Required tasks »
1. In the excerpt on AI in medicine, when did investment in AI in health care reach an all-time high?
2. Print the part of the AI-in-medicine excerpt from "PARIS – Unintended" up to and including "sector are clear.".
3. Pick up the article on AI in medicine after its last sentence and carry it on with the next paragraph.

:: Text excerpt

As in many other economic sectors, artificial-intelligence applications in medicine seem to hold unlimited promise. But to realize AI’s full potential in diagnosis, records management, hospital operations, and other areas of medicine, innovators and regulators alike must heed the lessons of past technological revolutions that failed.

PARIS – Unintended consequences in the field of artificial intelligence (AI) tend to make for lively headlines, such as when Microsoft introduced a Twitter chatbot that quickly began spewing racist slurs. But whether it is a case of Google’s image-recognition algorithm labeling black people as “gorillas” or Tesla’s autonomous vehicles killing their drivers, AI’s controversies have yet to dampen its appeal.

As AI applications multiply, so, too, will the reported failures, leading eventually to a public and regulatory backlash. Nowhere is this truer than in health care, where investment in AI reached an all-time high in the second quarter of 2018. From alleged medical-device failures in Canada and Europe to recent concerns about the performance of IBM’s Watson Health, the risks of adopting new technologies in the health-care sector are clear.

::::
:: Given data

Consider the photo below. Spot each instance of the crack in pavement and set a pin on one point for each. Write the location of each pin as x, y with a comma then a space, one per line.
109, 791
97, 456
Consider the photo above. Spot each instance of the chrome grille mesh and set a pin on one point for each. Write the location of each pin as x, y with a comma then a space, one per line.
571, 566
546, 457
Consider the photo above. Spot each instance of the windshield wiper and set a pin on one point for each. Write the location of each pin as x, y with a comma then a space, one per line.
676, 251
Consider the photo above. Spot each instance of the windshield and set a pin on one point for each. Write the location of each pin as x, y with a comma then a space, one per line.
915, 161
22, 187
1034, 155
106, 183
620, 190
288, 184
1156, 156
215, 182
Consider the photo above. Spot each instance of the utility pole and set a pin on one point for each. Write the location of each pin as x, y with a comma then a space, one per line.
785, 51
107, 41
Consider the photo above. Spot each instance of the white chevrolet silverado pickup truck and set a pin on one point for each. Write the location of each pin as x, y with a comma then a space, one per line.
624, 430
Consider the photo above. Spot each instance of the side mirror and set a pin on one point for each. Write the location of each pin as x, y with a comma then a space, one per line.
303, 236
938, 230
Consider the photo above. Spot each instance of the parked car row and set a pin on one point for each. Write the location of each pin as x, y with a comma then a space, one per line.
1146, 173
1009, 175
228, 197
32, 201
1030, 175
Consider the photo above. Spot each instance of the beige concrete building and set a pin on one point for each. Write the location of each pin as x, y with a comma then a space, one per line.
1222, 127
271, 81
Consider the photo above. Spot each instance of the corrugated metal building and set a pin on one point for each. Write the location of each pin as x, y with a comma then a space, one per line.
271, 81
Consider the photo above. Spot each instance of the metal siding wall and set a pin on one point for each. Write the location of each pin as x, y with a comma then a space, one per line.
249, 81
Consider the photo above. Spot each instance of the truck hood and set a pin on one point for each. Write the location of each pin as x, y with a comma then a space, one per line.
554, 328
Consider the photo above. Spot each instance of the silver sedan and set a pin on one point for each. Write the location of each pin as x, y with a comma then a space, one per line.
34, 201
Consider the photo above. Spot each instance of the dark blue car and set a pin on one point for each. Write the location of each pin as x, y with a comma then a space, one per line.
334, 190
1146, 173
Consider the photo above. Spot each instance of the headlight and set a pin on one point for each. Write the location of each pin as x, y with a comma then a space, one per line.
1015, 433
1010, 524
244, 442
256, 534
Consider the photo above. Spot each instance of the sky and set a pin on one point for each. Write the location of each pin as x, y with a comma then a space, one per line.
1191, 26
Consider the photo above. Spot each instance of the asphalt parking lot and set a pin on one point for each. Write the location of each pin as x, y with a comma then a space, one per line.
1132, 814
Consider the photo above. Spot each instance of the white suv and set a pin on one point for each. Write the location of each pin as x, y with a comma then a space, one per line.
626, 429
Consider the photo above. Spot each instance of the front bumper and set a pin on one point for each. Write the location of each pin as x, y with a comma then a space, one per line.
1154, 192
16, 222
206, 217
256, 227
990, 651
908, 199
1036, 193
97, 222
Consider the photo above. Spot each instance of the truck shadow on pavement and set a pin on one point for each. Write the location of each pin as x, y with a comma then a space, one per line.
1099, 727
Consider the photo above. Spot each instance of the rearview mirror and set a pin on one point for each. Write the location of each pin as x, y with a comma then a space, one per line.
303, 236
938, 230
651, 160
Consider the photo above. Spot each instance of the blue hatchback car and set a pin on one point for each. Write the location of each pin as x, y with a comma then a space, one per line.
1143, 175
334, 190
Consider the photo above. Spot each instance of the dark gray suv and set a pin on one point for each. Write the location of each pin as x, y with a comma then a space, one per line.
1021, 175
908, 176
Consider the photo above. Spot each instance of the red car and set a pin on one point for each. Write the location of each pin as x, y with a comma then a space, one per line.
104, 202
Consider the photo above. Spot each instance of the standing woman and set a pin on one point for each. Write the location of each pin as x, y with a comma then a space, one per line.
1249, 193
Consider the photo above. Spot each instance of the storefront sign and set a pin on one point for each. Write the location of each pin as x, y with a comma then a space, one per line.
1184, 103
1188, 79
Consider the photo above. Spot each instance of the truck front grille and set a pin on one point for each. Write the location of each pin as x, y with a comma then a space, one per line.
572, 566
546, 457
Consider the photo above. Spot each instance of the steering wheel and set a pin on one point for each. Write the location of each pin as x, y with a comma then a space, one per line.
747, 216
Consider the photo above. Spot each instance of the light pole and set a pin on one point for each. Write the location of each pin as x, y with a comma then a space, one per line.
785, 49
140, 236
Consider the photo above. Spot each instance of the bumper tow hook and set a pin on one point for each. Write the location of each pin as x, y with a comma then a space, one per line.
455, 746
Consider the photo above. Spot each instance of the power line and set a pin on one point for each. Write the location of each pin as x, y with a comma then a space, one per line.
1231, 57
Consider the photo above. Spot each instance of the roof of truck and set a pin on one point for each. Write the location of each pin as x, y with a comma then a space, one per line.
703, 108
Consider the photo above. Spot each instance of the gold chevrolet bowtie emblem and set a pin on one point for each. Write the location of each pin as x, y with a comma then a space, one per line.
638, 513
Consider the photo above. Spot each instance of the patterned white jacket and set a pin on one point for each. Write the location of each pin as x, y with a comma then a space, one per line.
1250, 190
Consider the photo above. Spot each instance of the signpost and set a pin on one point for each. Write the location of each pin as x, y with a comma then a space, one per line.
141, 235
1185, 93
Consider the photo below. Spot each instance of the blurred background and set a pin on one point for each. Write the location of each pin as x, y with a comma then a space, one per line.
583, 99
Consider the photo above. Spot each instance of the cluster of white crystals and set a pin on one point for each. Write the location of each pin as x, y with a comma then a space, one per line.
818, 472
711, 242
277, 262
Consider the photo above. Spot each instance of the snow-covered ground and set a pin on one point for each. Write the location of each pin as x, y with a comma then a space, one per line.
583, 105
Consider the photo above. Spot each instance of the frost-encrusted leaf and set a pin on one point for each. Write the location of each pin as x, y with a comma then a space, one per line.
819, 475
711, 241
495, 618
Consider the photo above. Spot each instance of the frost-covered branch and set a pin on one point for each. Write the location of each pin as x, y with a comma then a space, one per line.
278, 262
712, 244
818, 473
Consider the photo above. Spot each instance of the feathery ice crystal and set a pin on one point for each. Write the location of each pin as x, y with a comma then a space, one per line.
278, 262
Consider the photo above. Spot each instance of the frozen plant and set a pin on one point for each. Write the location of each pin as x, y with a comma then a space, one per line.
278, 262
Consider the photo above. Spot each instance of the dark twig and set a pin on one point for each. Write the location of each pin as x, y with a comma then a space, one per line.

::::

Answers provided »
1. In the second quarter of 2018.

2.
PARIS – Unintended consequences in the field of artificial intelligence (AI) tend to make for lively headlines, such as when Microsoft introduced a Twitter chatbot that quickly began spewing racist slurs. But whether it is a case of Google’s image-recognition algorithm labeling black people as “gorillas” or Tesla’s autonomous vehicles killing their drivers, AI’s controversies have yet to dampen its appeal.

As AI applications multiply, so, too, will the reported failures, leading eventually to a public and regulatory backlash. Nowhere is this truer than in health care, where investment in AI reached an all-time high in the second quarter of 2018. From alleged medical-device failures in Canada and Europe to recent concerns about the performance of IBM’s Watson Health, the risks of adopting new technologies in the health-care sector are clear.

3.
But AI also promises to revolutionize the management of health records and patient risk, diagnosis, hospital operations, and other areas of medicine. It is little wonder, then, that the global AI health-care market is expected to surpass $34 billion by 2025. And public support for the use of AI in health care is already high across a broad range of countries. In the United States, for example, 53,000 patient-monitoring devices – each gathering data for AI-driven predictive analytics – were in use by the end of 2017. That number is expected to reach 3.1 million by 2021 – an annual growth rate of 176%.